Data for this task:

══════

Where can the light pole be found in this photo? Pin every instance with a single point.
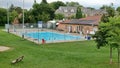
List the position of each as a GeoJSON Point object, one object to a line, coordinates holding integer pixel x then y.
{"type": "Point", "coordinates": [7, 18]}
{"type": "Point", "coordinates": [23, 21]}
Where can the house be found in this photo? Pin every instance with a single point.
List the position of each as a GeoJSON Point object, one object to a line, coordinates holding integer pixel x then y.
{"type": "Point", "coordinates": [84, 26]}
{"type": "Point", "coordinates": [92, 12]}
{"type": "Point", "coordinates": [69, 11]}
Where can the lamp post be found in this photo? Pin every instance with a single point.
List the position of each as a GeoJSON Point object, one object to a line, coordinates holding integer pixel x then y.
{"type": "Point", "coordinates": [7, 18]}
{"type": "Point", "coordinates": [23, 21]}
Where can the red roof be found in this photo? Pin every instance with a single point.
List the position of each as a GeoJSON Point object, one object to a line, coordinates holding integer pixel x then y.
{"type": "Point", "coordinates": [96, 18]}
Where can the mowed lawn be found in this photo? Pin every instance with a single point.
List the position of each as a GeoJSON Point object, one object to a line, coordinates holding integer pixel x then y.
{"type": "Point", "coordinates": [81, 54]}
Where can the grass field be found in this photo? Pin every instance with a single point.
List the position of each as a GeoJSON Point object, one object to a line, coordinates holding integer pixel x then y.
{"type": "Point", "coordinates": [81, 54]}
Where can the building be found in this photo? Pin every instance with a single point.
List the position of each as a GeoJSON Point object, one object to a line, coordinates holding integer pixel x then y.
{"type": "Point", "coordinates": [68, 11]}
{"type": "Point", "coordinates": [88, 25]}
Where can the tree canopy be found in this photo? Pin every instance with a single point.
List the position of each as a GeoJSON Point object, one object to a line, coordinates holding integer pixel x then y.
{"type": "Point", "coordinates": [79, 13]}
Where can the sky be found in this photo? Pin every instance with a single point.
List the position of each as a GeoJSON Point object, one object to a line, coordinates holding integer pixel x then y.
{"type": "Point", "coordinates": [86, 3]}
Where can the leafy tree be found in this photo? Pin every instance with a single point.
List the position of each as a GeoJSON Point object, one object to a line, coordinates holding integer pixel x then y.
{"type": "Point", "coordinates": [74, 4]}
{"type": "Point", "coordinates": [109, 34]}
{"type": "Point", "coordinates": [11, 8]}
{"type": "Point", "coordinates": [59, 16]}
{"type": "Point", "coordinates": [44, 2]}
{"type": "Point", "coordinates": [91, 8]}
{"type": "Point", "coordinates": [105, 18]}
{"type": "Point", "coordinates": [79, 13]}
{"type": "Point", "coordinates": [13, 15]}
{"type": "Point", "coordinates": [42, 9]}
{"type": "Point", "coordinates": [57, 4]}
{"type": "Point", "coordinates": [18, 10]}
{"type": "Point", "coordinates": [118, 9]}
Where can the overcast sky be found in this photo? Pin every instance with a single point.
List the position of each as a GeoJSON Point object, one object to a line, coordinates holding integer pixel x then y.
{"type": "Point", "coordinates": [86, 3]}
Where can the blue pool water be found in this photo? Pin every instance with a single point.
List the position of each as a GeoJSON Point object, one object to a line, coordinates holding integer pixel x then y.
{"type": "Point", "coordinates": [50, 36]}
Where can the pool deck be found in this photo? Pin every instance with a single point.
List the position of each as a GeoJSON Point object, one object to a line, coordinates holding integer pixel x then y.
{"type": "Point", "coordinates": [19, 32]}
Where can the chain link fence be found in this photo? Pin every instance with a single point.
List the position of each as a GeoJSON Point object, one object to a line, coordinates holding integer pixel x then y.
{"type": "Point", "coordinates": [47, 33]}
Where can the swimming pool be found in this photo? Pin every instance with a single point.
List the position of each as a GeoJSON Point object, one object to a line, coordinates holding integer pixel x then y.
{"type": "Point", "coordinates": [52, 36]}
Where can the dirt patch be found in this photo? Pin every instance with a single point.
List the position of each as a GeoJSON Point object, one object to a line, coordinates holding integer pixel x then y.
{"type": "Point", "coordinates": [4, 48]}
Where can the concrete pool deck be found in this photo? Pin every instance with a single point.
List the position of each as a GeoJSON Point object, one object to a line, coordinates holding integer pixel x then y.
{"type": "Point", "coordinates": [19, 32]}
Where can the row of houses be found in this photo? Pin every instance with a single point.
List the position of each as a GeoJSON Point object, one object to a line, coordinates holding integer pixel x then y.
{"type": "Point", "coordinates": [87, 25]}
{"type": "Point", "coordinates": [68, 11]}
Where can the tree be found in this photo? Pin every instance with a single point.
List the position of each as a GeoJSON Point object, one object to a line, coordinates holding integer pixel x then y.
{"type": "Point", "coordinates": [105, 18]}
{"type": "Point", "coordinates": [13, 15]}
{"type": "Point", "coordinates": [79, 13]}
{"type": "Point", "coordinates": [109, 9]}
{"type": "Point", "coordinates": [109, 34]}
{"type": "Point", "coordinates": [11, 8]}
{"type": "Point", "coordinates": [118, 9]}
{"type": "Point", "coordinates": [44, 2]}
{"type": "Point", "coordinates": [41, 10]}
{"type": "Point", "coordinates": [57, 4]}
{"type": "Point", "coordinates": [73, 4]}
{"type": "Point", "coordinates": [59, 16]}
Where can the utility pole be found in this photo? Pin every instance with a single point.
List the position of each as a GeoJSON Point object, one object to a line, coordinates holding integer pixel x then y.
{"type": "Point", "coordinates": [23, 22]}
{"type": "Point", "coordinates": [7, 18]}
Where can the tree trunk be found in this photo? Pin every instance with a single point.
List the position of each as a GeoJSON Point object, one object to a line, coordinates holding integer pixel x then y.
{"type": "Point", "coordinates": [110, 54]}
{"type": "Point", "coordinates": [118, 57]}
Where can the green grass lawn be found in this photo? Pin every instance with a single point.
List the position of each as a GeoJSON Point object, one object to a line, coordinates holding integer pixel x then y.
{"type": "Point", "coordinates": [81, 54]}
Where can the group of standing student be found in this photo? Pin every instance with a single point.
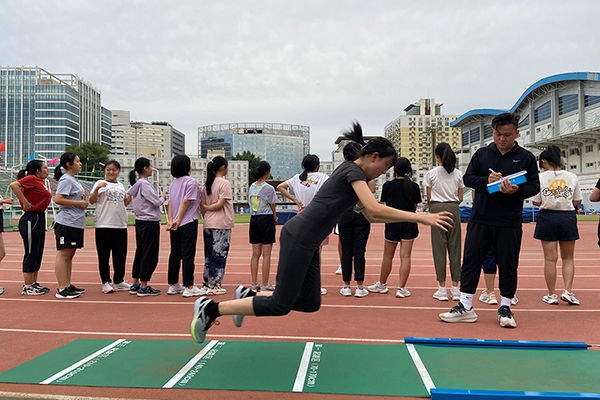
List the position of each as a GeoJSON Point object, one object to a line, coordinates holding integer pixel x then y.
{"type": "Point", "coordinates": [298, 281]}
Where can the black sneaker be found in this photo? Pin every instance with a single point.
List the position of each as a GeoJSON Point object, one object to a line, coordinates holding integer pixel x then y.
{"type": "Point", "coordinates": [40, 287]}
{"type": "Point", "coordinates": [76, 289]}
{"type": "Point", "coordinates": [67, 293]}
{"type": "Point", "coordinates": [505, 317]}
{"type": "Point", "coordinates": [202, 321]}
{"type": "Point", "coordinates": [147, 291]}
{"type": "Point", "coordinates": [240, 293]}
{"type": "Point", "coordinates": [32, 291]}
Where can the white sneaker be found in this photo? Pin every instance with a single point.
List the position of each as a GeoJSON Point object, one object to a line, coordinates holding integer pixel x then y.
{"type": "Point", "coordinates": [107, 288]}
{"type": "Point", "coordinates": [441, 294]}
{"type": "Point", "coordinates": [194, 291]}
{"type": "Point", "coordinates": [346, 291]}
{"type": "Point", "coordinates": [455, 294]}
{"type": "Point", "coordinates": [121, 287]}
{"type": "Point", "coordinates": [458, 313]}
{"type": "Point", "coordinates": [217, 289]}
{"type": "Point", "coordinates": [378, 287]}
{"type": "Point", "coordinates": [175, 289]}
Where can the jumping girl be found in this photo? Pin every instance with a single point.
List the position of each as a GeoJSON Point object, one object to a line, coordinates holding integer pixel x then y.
{"type": "Point", "coordinates": [217, 209]}
{"type": "Point", "coordinates": [262, 200]}
{"type": "Point", "coordinates": [403, 194]}
{"type": "Point", "coordinates": [182, 223]}
{"type": "Point", "coordinates": [305, 186]}
{"type": "Point", "coordinates": [445, 187]}
{"type": "Point", "coordinates": [110, 221]}
{"type": "Point", "coordinates": [146, 206]}
{"type": "Point", "coordinates": [557, 223]}
{"type": "Point", "coordinates": [34, 197]}
{"type": "Point", "coordinates": [69, 222]}
{"type": "Point", "coordinates": [298, 274]}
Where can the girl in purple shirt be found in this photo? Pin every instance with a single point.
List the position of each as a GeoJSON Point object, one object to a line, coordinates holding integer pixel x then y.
{"type": "Point", "coordinates": [146, 206]}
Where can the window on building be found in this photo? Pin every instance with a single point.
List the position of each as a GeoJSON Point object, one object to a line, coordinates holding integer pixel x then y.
{"type": "Point", "coordinates": [590, 100]}
{"type": "Point", "coordinates": [487, 131]}
{"type": "Point", "coordinates": [567, 103]}
{"type": "Point", "coordinates": [475, 135]}
{"type": "Point", "coordinates": [543, 112]}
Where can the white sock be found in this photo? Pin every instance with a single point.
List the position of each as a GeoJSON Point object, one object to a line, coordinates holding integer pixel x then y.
{"type": "Point", "coordinates": [467, 300]}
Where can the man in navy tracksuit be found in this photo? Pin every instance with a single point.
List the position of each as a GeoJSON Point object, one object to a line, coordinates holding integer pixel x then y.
{"type": "Point", "coordinates": [496, 218]}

══════

What you are asked to do: Write out only the final block of lines, starting at the line with "Where can the jumping" and running to the end of the material.

The completed task:
Where can the jumping girl be found in this photo? Pin every instance with a single point.
List the position of each as a GeoJSON Point object, one object to a line, coordinates holding integer pixel x then y.
{"type": "Point", "coordinates": [217, 209]}
{"type": "Point", "coordinates": [262, 200]}
{"type": "Point", "coordinates": [403, 194]}
{"type": "Point", "coordinates": [182, 223]}
{"type": "Point", "coordinates": [305, 186]}
{"type": "Point", "coordinates": [445, 187]}
{"type": "Point", "coordinates": [110, 221]}
{"type": "Point", "coordinates": [146, 206]}
{"type": "Point", "coordinates": [557, 223]}
{"type": "Point", "coordinates": [34, 197]}
{"type": "Point", "coordinates": [69, 222]}
{"type": "Point", "coordinates": [298, 274]}
Where can the girl in purple shirt be found in this photo? Pin every instance with a single point.
List the position of each as a GeoJSON Point object, one object to a line, coordinates holding integer pixel x then y.
{"type": "Point", "coordinates": [146, 206]}
Where can the window on building be found in this photo? Pin every instance with a single point.
List the position of each as a GeoJSON Point object, one object to a line, coordinates holding integer pixel x then y.
{"type": "Point", "coordinates": [590, 100]}
{"type": "Point", "coordinates": [487, 131]}
{"type": "Point", "coordinates": [567, 103]}
{"type": "Point", "coordinates": [475, 135]}
{"type": "Point", "coordinates": [543, 112]}
Where can the white sock be found in this photo? Pin every instance with a single point.
List the position of each as a GeoJSON Point object, one object to a line, coordinates holding integer pixel x then y.
{"type": "Point", "coordinates": [467, 300]}
Where can the man in navy tracksuit be found in this photo? Pin every instance with a single point.
List the position of each as a GeoJSON Point object, one object to a line, coordinates holding integer pixel x then y.
{"type": "Point", "coordinates": [496, 218]}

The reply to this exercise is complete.